Work instructions |
(1) In the guide on negotiating a spin-out as a PhD founder, what role can a professor often take instead of co-founder?
(2) For each statement below, say whether it agrees with the guide on negotiating a spin-out as a PhD founder. Answer yes or no, and quote the guide's deciding words.
(a) Taking a grant from the university can bring the catch of making the company a spinout.
(b) In Sweden, each university sets its own policy on when a startup counts as a spinout.
(c) Adding a professor's name only to give a company gravitas is a sound choice.
(3) Resume the guide on negotiating a spin-out as a PhD founder, picking up right after its last sentence.

Selection |
------------------------------------------------------------
Negotiating a spin-out as a PhD founder

No Patented IP from University Patented IP from University Work
Student-only Founding Team Not a spinout Typically not a spinout
Student and Professor Founding Team Typically a spinout Spinout

The above table should trigger a key question:

  • Do I actually need to make my professor a co-founder, given this is what often makes a company a spinout? They can often be an “adviser” instead. In some cases the professor will undisputedly be a founder, but in others they are not that involved / their name is being added to give a company gravitas. That is a mistake.

Other common mistakes that can make a company a “spinout” unnecessarily:

  • Using university money or lawyers in return for filing a patent
  • Taking a grant from the university that has the catch of making you a spinout
  • Using a piece of university patented IP that you don’t actually need, but that makes you a spinout

Before going down the spinout route, it is always preferable to see if you can make a small change that means you are not triggering university spin out rules in the first place. The two key places to check this are:

  • University Intellectual Property Policy: Governs when a university treats a startup as a spinout (unless it is in a country like Sweden where the Government sets a national policy)
------------------------------------------------------------
Source material |
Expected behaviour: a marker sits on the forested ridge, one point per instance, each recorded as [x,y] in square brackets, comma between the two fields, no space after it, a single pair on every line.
------------------------------------------------------------
Responses for each task |
(1) An "adviser."

(2)
(a) Yes: "Taking a grant from the university that has the catch of making you a spinout"
(b) No: "unless it is in a country like Sweden where the Government sets a national policy"
(c) No: "That is a mistake."

(3)
  • PhD Funding Agreement: The funder of your PhD will stipulate who owns the intellectual property that you generate. Typically that’s the PhD themselves, but sometimes it is allocated to the funder or the university.

Components of a University Spinout Deal

If you are a spinout, you enter a negotiation with the university’s Tech Transfer Office (”TTO”) and this focuses on a number of terms that are important to understand:

(1) Equity: How much equity is the university taking upfront (without paying for it). As a rule of thumb, we believe that it should be 5% or less and any number above 10% leaves an unattractive cap table that makes it hard to raise more capital in the future.

  • Does this equity dilute immediately? Sometimes a university will set a threshold for the amount of money you need to raise before their equity gets diluted. For example, the term might be that the university gets 10% and only starts diluting once the company has raised €2,000,000. This means that until you have crossed the threshold of £2mm of outside funds raised, the university will stay at 10% (and therefore the founders will be diluted ever more by new investors).

The challenge of university equity is that VCs will often see this as “dead equity”. Future investors want to see that equity is in the hands of the individuals who will be building the company: it is an incentive for future contribution. The university equity is rewarding past contribution.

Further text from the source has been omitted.